Task to carry out - Reproduce every line below exactly as written; do not include the images.

Input for this task -
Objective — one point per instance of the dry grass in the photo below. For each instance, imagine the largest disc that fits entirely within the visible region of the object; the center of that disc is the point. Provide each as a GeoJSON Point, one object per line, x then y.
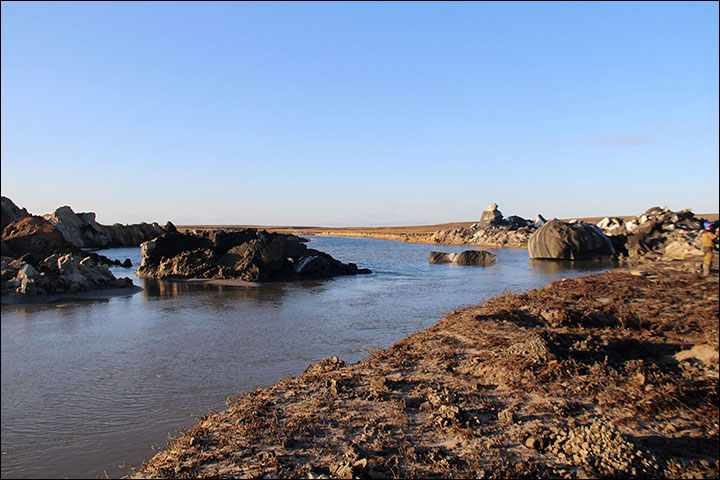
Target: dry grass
{"type": "Point", "coordinates": [579, 378]}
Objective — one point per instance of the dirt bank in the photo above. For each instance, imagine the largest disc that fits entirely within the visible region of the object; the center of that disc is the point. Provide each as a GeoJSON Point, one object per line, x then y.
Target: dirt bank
{"type": "Point", "coordinates": [611, 374]}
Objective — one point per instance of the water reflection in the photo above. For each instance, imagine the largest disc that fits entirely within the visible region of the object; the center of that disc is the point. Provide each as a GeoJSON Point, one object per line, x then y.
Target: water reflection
{"type": "Point", "coordinates": [552, 267]}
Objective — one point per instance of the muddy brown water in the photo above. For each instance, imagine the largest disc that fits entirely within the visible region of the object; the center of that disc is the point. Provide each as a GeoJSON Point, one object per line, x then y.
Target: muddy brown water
{"type": "Point", "coordinates": [92, 388]}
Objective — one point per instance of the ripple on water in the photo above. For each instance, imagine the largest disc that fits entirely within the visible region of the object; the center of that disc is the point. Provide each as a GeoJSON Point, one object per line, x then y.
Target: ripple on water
{"type": "Point", "coordinates": [88, 388]}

Response to this exercise -
Objective — one point per instance of the dry grass in the photo below. For each instance, imagine the largest disc that fits entirely within the visible region of the object; the center of that disc is the point. Provide each as a GeoJSON Point, one object per line, x then y.
Target: dry grass
{"type": "Point", "coordinates": [579, 378]}
Objective — one point per instance of the dirt bank in the photo above. For each instance, imagine the largest disc that fits entirely within the visible region of the object; the center of that disc is the point. Provide each as a GeoJSON Point, one object per line, x then y.
Target: dirt bank
{"type": "Point", "coordinates": [611, 374]}
Objective — one point per instance of the water reflection in the photo above. For each instance, imagine the largest disc that fits entirely within the visible region of the object; the center of that disc is the point. Provide each as a GeoJSON Point, one object per line, x then y.
Target: water reflection
{"type": "Point", "coordinates": [552, 267]}
Objective — one point per instance of the muddy brown water in the photo above. For each instance, imagine the largest disc that fits entirely within the visible region of the object; the center of that disc is the point. Provide each as a GeoJSON Point, one object per line, x then y.
Target: muddy brown water
{"type": "Point", "coordinates": [92, 388]}
Objective — one point per instance of the ripple on water in the photo above. For each instance, imagine the largest disc that fits entirely within the visible region of the object; the center of that disc is the point. Provide each as a GeoJSON Point, one object per line, x then y.
Target: ripple on water
{"type": "Point", "coordinates": [88, 388]}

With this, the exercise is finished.